DATA SUPPLIED:
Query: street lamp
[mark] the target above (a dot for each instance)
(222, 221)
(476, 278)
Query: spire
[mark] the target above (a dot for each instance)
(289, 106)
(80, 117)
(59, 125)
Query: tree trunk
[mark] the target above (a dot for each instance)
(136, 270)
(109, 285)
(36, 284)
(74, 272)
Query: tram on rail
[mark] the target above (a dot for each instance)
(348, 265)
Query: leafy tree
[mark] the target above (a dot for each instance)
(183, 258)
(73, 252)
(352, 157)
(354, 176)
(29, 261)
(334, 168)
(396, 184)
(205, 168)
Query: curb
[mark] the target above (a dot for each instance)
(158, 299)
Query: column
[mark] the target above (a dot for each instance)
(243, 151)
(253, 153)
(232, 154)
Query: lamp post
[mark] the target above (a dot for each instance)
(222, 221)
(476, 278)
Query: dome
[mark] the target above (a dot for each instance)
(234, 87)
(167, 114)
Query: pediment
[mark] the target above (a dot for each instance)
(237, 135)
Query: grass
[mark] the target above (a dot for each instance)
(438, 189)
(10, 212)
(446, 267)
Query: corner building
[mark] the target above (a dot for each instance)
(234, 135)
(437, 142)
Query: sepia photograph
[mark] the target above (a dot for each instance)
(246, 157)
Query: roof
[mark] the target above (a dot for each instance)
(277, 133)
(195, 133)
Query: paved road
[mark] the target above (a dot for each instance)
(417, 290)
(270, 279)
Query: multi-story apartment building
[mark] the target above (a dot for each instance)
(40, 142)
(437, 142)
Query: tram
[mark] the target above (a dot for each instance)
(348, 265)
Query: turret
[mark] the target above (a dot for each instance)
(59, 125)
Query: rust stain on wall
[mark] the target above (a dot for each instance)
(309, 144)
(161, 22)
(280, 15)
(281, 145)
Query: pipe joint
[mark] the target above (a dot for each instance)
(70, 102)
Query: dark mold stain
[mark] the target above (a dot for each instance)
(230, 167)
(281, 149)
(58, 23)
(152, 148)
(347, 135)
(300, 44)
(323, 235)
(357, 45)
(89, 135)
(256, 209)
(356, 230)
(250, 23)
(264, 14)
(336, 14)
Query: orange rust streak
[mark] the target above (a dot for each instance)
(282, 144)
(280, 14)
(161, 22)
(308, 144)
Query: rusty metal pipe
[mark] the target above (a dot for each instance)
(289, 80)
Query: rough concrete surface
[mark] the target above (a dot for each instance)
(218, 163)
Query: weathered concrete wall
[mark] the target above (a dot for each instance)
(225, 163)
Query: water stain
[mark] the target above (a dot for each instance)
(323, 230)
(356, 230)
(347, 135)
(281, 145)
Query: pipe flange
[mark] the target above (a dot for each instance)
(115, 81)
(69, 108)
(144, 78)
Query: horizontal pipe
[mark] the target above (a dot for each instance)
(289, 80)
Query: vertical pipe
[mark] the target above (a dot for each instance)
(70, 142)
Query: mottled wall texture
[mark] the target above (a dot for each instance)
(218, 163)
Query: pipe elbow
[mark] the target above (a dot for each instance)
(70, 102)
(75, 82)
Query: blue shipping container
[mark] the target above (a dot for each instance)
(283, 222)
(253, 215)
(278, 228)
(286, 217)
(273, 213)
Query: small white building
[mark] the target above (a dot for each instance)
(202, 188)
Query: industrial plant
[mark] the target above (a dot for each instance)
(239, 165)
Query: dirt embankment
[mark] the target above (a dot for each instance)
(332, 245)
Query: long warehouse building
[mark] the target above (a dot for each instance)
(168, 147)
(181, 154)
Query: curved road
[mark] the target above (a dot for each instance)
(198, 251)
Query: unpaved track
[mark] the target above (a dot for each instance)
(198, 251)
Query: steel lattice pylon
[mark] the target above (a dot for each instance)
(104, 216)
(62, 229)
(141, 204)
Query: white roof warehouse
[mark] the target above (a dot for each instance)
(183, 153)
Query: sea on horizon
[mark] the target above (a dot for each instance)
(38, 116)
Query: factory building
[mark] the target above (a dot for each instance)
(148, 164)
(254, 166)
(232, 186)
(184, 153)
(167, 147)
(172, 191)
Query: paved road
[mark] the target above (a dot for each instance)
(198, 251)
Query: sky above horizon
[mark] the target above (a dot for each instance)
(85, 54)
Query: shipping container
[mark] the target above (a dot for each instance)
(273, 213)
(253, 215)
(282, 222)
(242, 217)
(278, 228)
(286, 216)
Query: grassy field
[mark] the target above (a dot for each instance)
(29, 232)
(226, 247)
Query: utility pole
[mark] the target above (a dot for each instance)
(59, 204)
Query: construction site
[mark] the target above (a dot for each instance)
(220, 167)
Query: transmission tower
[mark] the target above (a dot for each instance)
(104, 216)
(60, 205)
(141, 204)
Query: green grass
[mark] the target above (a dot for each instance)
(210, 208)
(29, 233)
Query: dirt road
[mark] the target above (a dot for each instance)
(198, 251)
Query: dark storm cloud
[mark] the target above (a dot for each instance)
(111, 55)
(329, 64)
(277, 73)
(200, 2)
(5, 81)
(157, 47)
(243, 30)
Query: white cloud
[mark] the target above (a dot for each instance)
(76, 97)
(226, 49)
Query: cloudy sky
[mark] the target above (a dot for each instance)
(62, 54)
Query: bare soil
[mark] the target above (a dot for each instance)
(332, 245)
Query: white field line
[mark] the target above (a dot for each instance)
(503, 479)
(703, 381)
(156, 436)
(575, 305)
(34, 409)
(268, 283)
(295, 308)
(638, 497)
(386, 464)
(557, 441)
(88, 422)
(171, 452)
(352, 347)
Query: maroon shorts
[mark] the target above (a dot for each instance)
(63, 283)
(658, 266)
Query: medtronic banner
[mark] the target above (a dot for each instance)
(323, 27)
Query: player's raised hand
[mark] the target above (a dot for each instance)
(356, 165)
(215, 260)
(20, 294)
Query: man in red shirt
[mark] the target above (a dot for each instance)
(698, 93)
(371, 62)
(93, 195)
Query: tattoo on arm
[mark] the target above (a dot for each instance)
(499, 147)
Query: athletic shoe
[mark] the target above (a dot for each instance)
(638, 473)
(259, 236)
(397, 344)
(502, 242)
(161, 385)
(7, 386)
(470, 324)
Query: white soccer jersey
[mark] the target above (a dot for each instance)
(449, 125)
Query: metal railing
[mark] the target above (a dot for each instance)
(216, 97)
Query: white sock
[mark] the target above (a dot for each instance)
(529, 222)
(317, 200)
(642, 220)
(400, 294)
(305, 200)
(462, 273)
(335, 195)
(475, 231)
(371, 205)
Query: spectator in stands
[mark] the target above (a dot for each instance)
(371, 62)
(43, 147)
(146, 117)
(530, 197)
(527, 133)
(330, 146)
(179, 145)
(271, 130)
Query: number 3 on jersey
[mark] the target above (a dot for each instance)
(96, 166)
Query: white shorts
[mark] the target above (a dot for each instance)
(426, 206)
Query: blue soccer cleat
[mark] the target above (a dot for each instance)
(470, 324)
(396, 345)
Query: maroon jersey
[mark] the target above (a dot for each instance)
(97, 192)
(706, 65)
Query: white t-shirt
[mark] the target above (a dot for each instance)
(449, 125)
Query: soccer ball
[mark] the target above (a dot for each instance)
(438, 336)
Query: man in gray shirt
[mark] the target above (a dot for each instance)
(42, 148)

TRY IT: Could you set down, word for word, only the lines above from the line with "Query: shipping container" to the line with "Query: utility pole", including both?

EXERCISE RESPONSE:
Query: shipping container
[mark] the target above (a dot for each instance)
(273, 213)
(253, 215)
(282, 222)
(242, 217)
(278, 228)
(286, 216)
Query: grassy field
[mark] the target above (a dot for each instance)
(29, 232)
(226, 247)
Query: utility pole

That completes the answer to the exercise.